Exercise: Among the records below, which lines contain the string "front"? Report them.

Material provided:
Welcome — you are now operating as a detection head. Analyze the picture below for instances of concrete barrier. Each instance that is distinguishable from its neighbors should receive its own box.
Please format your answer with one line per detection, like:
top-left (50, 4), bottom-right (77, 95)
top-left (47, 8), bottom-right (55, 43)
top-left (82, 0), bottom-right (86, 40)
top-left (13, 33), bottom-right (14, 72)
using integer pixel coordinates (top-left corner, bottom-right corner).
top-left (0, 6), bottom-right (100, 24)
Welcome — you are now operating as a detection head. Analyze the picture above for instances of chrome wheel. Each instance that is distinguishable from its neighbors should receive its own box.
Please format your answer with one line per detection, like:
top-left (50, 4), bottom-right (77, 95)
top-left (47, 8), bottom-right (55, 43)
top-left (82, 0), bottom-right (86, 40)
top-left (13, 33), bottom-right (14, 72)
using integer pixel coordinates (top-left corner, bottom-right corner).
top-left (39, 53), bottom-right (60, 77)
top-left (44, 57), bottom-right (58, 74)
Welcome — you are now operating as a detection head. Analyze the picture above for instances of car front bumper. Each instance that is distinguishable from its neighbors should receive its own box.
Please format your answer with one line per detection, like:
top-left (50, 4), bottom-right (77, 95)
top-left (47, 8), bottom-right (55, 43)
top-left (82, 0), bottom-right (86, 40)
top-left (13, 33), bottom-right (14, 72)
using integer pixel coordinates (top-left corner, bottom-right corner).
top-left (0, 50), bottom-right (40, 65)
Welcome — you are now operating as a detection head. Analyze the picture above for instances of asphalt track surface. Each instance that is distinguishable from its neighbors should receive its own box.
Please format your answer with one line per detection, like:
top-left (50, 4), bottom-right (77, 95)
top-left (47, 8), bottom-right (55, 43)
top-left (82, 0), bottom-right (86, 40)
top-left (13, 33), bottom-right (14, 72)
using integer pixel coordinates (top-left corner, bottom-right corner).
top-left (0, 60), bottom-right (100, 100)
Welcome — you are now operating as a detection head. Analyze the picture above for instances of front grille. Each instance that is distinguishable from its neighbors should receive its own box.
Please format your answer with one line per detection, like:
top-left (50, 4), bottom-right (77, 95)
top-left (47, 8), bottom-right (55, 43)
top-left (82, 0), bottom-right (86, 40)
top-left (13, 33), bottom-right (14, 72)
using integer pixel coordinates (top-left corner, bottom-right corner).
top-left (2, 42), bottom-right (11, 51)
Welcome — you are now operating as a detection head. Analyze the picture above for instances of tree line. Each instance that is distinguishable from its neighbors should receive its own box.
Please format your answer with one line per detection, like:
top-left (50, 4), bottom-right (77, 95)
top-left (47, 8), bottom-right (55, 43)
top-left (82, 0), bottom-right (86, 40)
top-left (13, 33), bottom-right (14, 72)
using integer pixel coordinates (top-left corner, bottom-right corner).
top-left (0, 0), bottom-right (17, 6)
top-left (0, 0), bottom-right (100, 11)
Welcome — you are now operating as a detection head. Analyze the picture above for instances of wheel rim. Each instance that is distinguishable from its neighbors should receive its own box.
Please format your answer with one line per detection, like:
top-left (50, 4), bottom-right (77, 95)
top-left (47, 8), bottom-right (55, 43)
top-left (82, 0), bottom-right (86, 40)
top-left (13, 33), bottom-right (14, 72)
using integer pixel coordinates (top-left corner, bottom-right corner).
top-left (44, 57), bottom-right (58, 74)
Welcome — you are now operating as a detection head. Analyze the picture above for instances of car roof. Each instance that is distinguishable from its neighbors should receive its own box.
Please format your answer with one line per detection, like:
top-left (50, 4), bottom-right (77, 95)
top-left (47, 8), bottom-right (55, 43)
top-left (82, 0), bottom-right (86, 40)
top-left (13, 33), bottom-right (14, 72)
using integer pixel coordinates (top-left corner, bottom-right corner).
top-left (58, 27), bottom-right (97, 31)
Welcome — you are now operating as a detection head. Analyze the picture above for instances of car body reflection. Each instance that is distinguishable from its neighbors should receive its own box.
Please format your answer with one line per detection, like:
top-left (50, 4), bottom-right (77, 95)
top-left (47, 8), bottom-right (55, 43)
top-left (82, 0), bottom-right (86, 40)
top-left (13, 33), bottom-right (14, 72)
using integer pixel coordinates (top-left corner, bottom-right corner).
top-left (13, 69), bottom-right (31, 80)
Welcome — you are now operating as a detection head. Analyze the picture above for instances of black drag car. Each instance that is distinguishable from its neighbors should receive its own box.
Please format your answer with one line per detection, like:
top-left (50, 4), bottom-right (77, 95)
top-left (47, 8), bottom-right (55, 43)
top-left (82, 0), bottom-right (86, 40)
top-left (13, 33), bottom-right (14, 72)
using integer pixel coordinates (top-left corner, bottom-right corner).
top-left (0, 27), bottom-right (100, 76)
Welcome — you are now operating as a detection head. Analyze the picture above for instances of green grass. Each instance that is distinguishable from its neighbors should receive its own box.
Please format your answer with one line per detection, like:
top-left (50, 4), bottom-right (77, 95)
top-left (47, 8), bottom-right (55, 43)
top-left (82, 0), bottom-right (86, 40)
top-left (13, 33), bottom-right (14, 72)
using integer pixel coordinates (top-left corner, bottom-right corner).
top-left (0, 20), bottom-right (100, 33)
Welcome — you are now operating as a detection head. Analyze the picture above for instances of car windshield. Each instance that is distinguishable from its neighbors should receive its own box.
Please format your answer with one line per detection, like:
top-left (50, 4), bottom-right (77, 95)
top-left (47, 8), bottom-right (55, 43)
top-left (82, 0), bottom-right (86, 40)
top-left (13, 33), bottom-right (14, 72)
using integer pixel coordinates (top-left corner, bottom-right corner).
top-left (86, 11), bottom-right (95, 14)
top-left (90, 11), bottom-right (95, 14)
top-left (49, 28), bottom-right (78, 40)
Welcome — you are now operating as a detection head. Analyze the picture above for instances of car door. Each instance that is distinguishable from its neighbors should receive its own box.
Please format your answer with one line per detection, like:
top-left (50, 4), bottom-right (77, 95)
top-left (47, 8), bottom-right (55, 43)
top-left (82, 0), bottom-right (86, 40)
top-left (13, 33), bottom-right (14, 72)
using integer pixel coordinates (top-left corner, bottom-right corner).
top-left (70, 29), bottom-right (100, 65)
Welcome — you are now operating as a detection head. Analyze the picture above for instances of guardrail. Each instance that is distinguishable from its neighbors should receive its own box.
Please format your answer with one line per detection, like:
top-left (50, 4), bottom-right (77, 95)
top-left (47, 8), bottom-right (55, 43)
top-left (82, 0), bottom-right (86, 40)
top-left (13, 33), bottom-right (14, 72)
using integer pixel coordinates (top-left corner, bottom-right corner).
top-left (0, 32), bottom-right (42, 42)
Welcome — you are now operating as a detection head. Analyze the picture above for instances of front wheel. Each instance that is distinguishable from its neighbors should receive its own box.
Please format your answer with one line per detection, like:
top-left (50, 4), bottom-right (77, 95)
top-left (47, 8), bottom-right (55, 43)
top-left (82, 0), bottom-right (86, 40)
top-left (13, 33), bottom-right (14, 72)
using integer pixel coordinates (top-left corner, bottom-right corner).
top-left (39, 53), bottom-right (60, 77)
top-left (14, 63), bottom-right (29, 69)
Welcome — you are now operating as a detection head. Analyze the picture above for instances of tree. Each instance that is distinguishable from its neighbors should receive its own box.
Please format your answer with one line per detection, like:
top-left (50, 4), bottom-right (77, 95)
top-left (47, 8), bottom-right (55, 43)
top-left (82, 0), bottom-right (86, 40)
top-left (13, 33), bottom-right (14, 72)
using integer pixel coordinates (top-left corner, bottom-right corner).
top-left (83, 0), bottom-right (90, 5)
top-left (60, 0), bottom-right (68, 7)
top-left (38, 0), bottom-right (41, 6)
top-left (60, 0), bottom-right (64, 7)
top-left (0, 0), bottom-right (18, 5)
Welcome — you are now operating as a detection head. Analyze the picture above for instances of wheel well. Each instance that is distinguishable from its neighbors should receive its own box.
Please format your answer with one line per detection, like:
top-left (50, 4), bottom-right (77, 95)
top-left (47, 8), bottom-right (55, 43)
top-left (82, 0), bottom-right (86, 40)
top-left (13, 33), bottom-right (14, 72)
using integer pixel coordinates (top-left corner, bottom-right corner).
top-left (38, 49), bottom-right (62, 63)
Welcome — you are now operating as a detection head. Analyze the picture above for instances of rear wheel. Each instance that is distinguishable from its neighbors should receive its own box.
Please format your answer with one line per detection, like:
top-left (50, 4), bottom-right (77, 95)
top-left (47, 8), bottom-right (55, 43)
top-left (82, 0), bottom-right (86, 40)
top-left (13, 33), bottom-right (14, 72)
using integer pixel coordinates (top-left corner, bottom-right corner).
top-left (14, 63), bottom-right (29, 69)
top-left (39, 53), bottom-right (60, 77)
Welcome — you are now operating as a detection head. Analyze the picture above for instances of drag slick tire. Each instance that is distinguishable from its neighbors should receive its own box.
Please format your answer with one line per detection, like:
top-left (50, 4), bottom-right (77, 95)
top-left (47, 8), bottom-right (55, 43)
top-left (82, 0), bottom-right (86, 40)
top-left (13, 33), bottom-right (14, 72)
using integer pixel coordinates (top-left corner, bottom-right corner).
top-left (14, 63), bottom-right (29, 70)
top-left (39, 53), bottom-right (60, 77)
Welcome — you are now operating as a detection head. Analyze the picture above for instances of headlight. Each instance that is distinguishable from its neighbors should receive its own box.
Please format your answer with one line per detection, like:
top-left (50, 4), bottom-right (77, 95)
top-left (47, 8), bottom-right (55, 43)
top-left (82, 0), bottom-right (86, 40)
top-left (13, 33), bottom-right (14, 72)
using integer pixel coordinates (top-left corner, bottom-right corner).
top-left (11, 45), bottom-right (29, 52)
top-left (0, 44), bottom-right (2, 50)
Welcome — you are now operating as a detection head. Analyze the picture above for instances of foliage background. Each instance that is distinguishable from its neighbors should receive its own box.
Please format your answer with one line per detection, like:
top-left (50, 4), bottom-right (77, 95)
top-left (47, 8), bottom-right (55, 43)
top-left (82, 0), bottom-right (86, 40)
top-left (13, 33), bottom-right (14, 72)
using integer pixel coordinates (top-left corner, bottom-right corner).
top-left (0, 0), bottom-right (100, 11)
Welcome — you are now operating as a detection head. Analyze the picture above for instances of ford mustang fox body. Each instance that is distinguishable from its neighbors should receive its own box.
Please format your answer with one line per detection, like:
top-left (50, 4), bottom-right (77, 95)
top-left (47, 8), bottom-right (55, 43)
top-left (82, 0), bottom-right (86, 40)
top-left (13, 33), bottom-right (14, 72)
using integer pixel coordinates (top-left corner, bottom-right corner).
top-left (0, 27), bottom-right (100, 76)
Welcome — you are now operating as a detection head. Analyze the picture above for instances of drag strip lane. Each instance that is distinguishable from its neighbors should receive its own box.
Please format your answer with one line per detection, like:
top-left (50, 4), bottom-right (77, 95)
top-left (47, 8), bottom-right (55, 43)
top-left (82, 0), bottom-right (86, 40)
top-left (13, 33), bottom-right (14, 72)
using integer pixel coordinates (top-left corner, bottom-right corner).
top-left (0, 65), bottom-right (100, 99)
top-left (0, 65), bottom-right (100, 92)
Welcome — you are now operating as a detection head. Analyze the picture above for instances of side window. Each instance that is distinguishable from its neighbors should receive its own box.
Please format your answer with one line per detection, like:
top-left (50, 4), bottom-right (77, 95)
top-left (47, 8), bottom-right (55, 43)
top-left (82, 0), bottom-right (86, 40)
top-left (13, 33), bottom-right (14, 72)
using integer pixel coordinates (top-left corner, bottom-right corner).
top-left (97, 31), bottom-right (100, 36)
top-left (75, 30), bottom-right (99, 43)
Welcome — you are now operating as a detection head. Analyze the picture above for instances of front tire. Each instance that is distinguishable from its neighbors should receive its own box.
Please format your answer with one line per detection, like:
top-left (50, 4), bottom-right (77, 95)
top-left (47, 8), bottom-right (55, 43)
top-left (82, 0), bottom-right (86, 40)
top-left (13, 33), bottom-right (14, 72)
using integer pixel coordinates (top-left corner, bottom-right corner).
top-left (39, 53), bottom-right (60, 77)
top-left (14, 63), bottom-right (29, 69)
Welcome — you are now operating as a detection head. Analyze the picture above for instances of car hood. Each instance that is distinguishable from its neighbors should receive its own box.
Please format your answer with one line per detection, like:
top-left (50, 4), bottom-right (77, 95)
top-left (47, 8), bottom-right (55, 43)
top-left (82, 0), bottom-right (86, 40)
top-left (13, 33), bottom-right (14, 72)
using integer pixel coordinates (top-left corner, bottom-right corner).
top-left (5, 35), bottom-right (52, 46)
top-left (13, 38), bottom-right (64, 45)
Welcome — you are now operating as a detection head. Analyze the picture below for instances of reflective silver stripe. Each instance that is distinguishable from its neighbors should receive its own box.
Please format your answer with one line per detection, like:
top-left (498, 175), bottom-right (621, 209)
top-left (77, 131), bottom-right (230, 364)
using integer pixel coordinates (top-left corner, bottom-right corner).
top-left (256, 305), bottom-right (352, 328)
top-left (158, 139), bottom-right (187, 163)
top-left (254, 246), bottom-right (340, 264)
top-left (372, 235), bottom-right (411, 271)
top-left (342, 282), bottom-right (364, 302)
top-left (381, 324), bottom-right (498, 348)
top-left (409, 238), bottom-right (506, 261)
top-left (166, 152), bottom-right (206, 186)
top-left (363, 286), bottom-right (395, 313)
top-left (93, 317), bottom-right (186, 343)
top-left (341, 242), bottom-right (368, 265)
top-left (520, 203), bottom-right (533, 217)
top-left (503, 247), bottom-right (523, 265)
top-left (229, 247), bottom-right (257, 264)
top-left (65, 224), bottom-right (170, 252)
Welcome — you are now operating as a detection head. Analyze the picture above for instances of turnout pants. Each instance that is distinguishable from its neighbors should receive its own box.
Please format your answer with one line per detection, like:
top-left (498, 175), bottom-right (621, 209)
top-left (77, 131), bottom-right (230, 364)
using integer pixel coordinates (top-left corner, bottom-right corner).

Task answer:
Welcome — you are now operating as a detection head. Analyze the picture above for instances of car front bumper. Each instance that is distinguishable from its neighbors should receive its own box.
Welcome — you are now operating as a detection head. Analyze the picture above for instances of front grille. Each instance that is distinguishable from its neighbors should receive its own box.
Welcome — you are now operating as a detection head. Analyze the picture above for instances of front wheel. Each instance that is distinguishable from its neighbors should receive its own box.
Welcome — you are now operating as a detection head. Analyze the picture above for instances of front tire. Each instance that is distinguishable from its neighbors should receive its own box.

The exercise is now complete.